— BEGIN Dataset rows —

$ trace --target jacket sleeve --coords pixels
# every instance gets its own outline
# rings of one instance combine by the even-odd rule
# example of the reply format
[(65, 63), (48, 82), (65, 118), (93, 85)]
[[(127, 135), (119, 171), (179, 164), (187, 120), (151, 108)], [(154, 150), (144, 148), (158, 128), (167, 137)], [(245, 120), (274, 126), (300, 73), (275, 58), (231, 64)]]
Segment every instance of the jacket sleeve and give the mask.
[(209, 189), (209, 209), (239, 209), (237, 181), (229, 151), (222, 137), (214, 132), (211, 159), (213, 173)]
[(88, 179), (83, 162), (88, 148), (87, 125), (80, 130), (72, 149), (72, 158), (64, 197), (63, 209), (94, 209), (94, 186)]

— END Dataset rows —

Task brief
Reproduce the listing with "jacket sleeve" replaced by "coat sleeve" everywhere and nothing else changed.

Solution to this exercise
$ trace --target coat sleeve --coords pixels
# every instance gets its own outline
# rings of one instance combine by the even-odd rule
# example of the reply format
[(65, 63), (48, 82), (65, 118), (93, 85)]
[[(127, 135), (119, 171), (179, 164), (187, 120), (151, 108)], [(154, 150), (144, 148), (158, 128), (167, 137)], [(245, 120), (274, 126), (300, 73), (275, 58), (231, 64)]]
Segment every instance of the coat sleeve and give the mask.
[(209, 189), (209, 209), (239, 209), (237, 181), (229, 151), (222, 137), (214, 132), (211, 159), (213, 173)]
[(88, 179), (83, 162), (88, 148), (87, 125), (80, 130), (72, 149), (72, 158), (64, 197), (63, 209), (94, 209), (94, 186)]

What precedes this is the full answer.